◆ 課題の要件:
河岸段丘の文章のうち、「段丘崖の高さは数m~50m程」で始まり「中越地震(2004年10月24日)」まで続く部分を、一字一句違えずに書き写してもらえますか？

洪積世(170万年~1万年前)にできた扇状地や三角州のような平野が隆起すると、侵食されて段丘崖ができる。また、一時的に沈降すると堆積つまり洪水によって段丘面ができる。隆起傾向にある古い平野には河岸段丘ができる。
段丘崖の高さは数m~50m程度、傾斜はゆるやかな坂道であったり、簡単には上ることのできない急傾斜地であったりする。段丘面の幅は、ほとんど分からない0mのものから、幅数kmのものまで、様々である。
洪積世の長い年月の隆起と侵食作用で残った地形であり、傾斜地の崩壊する危険は小さい。また、隆起しているのだから、洪水・津波の危険も小さい。集落としては最も安全な地形である。
中越地震(2004年10月24日)
信濃川流域、新潟県長岡市川口町(旧北魚沼郡川口町)
河岸段丘の段丘崖や山麓の直線的地形が、河川の侵食地形ではなく、断層線であることが少なくない。地表面で断層が動くため、浅い震源の局所的地震だが、震度6~7の強烈な地震になる。

◆ 保存済みデータセット項目:
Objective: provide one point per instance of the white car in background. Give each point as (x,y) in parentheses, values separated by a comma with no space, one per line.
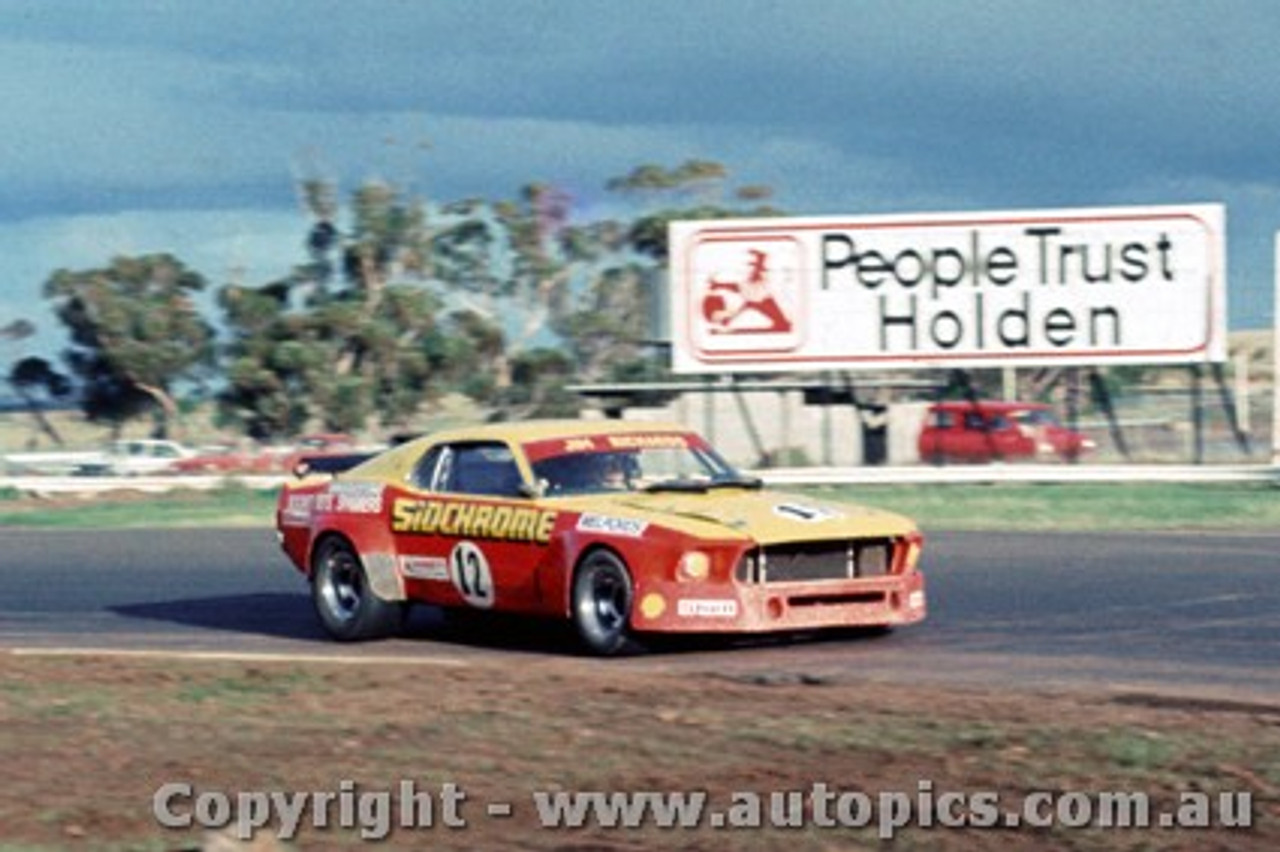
(142,457)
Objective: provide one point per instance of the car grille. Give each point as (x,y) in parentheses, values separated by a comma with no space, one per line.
(818,560)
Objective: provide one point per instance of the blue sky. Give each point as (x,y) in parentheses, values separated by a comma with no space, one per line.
(181,126)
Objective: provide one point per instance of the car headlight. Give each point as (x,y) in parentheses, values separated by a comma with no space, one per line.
(693,567)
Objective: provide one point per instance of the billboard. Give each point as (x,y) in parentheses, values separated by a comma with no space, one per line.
(978,289)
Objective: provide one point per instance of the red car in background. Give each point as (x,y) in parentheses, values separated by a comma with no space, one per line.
(997,431)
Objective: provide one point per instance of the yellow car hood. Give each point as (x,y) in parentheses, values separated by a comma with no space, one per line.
(767,517)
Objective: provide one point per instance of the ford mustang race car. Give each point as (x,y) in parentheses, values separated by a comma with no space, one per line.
(624,528)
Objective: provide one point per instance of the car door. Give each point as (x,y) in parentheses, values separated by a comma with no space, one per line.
(469,535)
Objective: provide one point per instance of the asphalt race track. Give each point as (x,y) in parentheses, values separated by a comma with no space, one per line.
(1174,613)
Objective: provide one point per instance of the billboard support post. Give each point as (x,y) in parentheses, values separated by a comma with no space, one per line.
(1275,362)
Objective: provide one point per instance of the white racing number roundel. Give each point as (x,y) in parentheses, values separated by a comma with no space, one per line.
(470,573)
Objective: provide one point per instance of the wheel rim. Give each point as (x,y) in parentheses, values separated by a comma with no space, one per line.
(609,600)
(342,586)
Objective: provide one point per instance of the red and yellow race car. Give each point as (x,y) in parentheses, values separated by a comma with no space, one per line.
(624,528)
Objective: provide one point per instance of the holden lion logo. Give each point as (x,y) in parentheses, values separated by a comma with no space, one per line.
(746,296)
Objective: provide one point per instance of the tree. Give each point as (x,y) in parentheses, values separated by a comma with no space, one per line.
(347,333)
(37,384)
(136,333)
(611,330)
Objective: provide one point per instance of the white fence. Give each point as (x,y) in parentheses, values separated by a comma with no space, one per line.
(891,475)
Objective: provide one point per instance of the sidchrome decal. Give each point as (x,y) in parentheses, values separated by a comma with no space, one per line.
(467,520)
(606,525)
(705,608)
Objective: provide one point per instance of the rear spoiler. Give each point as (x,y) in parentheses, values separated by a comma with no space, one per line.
(332,465)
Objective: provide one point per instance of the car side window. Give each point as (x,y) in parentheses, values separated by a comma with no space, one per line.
(428,472)
(480,468)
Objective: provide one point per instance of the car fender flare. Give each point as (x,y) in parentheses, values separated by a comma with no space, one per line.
(378,558)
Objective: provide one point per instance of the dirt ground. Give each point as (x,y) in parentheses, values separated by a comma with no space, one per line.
(94,742)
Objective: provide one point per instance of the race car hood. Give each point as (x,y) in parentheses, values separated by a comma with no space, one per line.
(763,516)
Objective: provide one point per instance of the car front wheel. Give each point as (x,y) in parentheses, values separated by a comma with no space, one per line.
(344,600)
(602,604)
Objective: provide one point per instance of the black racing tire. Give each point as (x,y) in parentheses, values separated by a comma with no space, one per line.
(600,605)
(344,600)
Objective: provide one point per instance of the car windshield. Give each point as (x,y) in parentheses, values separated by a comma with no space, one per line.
(1036,417)
(608,463)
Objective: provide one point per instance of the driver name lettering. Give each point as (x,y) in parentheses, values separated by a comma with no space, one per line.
(648,441)
(472,520)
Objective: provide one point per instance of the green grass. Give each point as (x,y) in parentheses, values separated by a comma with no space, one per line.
(933,507)
(1074,505)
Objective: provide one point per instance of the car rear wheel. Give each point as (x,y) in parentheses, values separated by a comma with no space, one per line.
(602,604)
(344,600)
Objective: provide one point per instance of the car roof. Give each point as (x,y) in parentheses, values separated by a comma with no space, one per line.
(534,430)
(986,404)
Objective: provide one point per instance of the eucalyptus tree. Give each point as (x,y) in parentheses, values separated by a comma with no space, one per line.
(136,333)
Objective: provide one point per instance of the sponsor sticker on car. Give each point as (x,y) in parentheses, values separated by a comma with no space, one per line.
(607,525)
(705,608)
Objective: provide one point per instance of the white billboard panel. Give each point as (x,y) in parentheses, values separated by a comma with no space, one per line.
(1048,287)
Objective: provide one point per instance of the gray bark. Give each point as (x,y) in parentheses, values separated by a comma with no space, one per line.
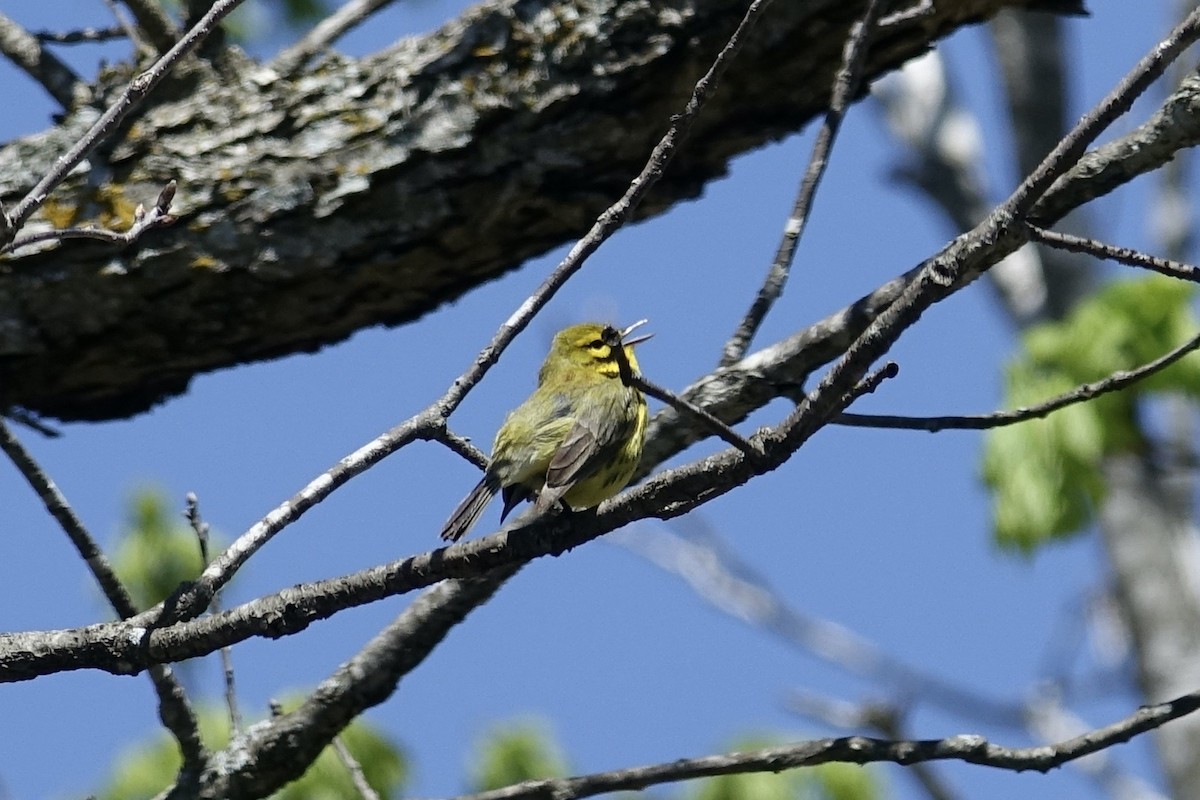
(369,192)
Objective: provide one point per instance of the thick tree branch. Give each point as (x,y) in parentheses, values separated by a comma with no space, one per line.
(385,186)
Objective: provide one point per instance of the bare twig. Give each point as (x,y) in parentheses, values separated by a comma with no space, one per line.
(1116,382)
(174,709)
(82,36)
(637,380)
(157,217)
(430,423)
(857,750)
(352,765)
(1093,122)
(844,88)
(23,49)
(154,22)
(202,530)
(131,30)
(31,421)
(720,578)
(129,100)
(1126,256)
(725,432)
(325,32)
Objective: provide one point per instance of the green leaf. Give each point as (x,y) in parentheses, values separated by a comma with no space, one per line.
(1044,475)
(156,551)
(513,752)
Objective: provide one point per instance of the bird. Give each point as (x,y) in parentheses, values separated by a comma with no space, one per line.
(577,439)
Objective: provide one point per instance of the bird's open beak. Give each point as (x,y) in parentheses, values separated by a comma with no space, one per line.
(630,330)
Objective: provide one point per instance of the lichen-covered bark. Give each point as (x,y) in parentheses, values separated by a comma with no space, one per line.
(367,192)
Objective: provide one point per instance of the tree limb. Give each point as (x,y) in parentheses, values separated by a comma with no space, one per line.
(372,191)
(853,750)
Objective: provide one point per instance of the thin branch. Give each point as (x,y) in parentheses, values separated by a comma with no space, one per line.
(357,775)
(23,49)
(82,36)
(845,86)
(31,421)
(637,380)
(1119,101)
(1126,256)
(325,32)
(1116,382)
(129,100)
(462,446)
(725,432)
(201,528)
(157,217)
(154,22)
(971,749)
(431,422)
(131,30)
(174,708)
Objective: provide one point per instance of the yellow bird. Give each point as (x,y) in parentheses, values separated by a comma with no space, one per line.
(577,438)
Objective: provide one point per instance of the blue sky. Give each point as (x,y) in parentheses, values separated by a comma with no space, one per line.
(885,533)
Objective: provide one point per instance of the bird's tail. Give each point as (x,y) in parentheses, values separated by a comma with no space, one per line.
(467,513)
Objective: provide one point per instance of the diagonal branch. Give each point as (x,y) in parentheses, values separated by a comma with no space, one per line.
(845,86)
(1126,256)
(129,100)
(855,750)
(154,23)
(1116,382)
(324,34)
(174,708)
(27,52)
(430,422)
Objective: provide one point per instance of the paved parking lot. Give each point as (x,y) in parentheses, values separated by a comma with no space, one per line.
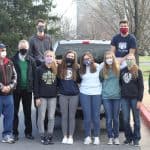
(24,144)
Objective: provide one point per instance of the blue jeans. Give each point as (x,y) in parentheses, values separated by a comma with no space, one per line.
(112,109)
(128,104)
(7,109)
(91,112)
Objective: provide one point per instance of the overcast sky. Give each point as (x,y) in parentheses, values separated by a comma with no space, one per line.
(65,8)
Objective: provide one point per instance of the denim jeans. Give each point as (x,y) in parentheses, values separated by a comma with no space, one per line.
(91,112)
(26,98)
(127,105)
(112,109)
(50,105)
(7,109)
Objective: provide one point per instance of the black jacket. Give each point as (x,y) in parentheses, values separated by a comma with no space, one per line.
(39,46)
(30,72)
(8,76)
(45,83)
(130,87)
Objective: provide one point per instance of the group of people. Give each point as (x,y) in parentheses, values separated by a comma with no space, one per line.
(117,83)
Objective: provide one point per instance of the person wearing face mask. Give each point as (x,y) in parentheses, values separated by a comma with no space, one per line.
(45,92)
(132,88)
(90,96)
(25,68)
(40,42)
(123,43)
(68,79)
(8,80)
(109,77)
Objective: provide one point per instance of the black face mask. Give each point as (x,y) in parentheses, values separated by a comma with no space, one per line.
(23,51)
(69,61)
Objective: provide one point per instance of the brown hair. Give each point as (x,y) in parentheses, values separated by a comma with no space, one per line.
(124,21)
(134,69)
(53,65)
(40,20)
(83,67)
(115,65)
(62,68)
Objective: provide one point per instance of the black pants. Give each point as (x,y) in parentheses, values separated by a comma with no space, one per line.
(26,98)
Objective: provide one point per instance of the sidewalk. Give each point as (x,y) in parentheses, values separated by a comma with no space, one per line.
(145,108)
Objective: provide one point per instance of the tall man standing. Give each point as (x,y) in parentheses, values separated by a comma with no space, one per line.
(40,42)
(123,43)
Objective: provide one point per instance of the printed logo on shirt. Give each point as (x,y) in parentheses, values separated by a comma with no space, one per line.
(48,77)
(122,47)
(69,74)
(127,77)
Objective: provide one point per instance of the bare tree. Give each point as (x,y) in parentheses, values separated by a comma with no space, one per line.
(109,12)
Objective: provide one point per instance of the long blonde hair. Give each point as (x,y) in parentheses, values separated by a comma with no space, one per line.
(115,65)
(62,68)
(53,65)
(134,68)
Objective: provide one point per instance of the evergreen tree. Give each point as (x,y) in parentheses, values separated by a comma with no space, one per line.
(17,20)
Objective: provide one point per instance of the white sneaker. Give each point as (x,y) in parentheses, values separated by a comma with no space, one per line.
(87,140)
(70,140)
(110,141)
(65,140)
(116,141)
(96,141)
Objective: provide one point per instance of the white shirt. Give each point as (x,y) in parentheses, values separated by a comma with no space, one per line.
(90,83)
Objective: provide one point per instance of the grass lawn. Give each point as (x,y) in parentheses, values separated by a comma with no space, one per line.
(145,67)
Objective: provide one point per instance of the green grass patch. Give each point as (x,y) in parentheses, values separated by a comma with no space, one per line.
(145,67)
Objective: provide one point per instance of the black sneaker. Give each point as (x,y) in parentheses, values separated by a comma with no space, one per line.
(29,136)
(136,143)
(127,142)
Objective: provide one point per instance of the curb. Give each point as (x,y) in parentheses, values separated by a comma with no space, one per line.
(145,113)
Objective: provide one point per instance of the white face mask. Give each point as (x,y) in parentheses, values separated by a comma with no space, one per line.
(3,54)
(109,61)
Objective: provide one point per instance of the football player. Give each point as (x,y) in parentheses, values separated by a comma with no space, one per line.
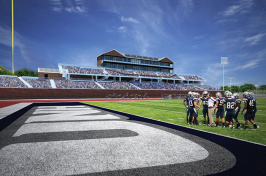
(230,108)
(185,103)
(238,107)
(220,109)
(251,107)
(196,101)
(191,108)
(204,101)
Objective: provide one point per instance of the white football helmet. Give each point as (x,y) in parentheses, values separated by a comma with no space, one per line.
(228,94)
(251,94)
(204,94)
(245,94)
(218,94)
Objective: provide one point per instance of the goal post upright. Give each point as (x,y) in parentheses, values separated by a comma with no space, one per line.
(13,70)
(224,61)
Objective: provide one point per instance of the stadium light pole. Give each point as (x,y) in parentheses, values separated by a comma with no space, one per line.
(224,60)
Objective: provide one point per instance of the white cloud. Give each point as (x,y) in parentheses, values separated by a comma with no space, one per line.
(249,65)
(21,42)
(242,7)
(122,28)
(255,39)
(130,19)
(187,5)
(70,6)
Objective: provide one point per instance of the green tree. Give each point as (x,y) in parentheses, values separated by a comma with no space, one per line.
(225,88)
(2,72)
(235,89)
(246,87)
(262,87)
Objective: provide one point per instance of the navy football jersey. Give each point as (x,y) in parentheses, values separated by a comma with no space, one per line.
(191,102)
(220,101)
(204,102)
(186,100)
(251,103)
(229,105)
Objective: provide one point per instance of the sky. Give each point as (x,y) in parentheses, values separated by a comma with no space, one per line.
(194,34)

◆ 本課題の解答:
段丘崖の高さは数m~50m程度、傾斜はゆるやかな坂道であったり、簡単には上ることのできない急傾斜地であったりする。段丘面の幅は、ほとんど分からない0mのものから、幅数kmのものまで、様々である。
洪積世の長い年月の隆起と侵食作用で残った地形であり、傾斜地の崩壊する危険は小さい。また、隆起しているのだから、洪水・津波の危険も小さい。集落としては最も安全な地形である。
中越地震(2004年10月24日)